====== GIVEN TEXT ======

2784. Check if Array is Good

Description

You are given an integer array nums. We consider an array good if it is a permutation of an array base[n].

base[n] = [1, 2, ..., n - 1, n, n] (in other words, it is an array of length n + 1 which contains 1 to n - 1 exactly once, plus two occurrences of n). For example, base[1] = [1, 1] and base[3] = [1, 2, 3, 3].

Return true if the given array is good, otherwise return false.

Note: A permutation of integers represents an arrangement of these numbers.

Example 1:

Input: nums = [2, 1, 3]
Output: false
Explanation: Since the maximum element of the array is 3, the only candidate n for which this array could be a permutation of base[n], is n = 3. However, base[3] has four elements but array nums has three. Therefore, it can not be a permutation of base[3] = [1, 2, 3, 3]. So the answer is false.

====== DATA SECTION ======

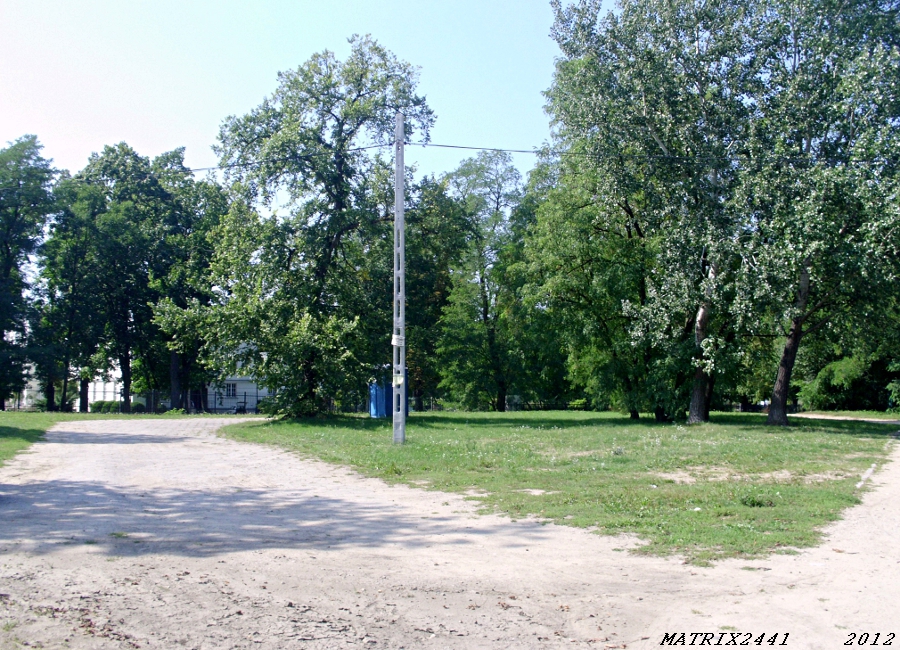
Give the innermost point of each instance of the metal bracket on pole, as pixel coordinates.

======

In the array problem, swap "permutation" for "rearrangement" and write out everything from "2784. Check if" down to "and base[3] = [1, 2, 3, 3].".

2784. Check if Array is Good

Description

You are given an integer array nums. We consider an array good if it is a rearrangement of an array base[n].

base[n] = [1, 2, ..., n - 1, n, n] (in other words, it is an array of length n + 1 which contains 1 to n - 1 exactly once, plus two occurrences of n). For example, base[1] = [1, 1] and base[3] = [1, 2, 3, 3].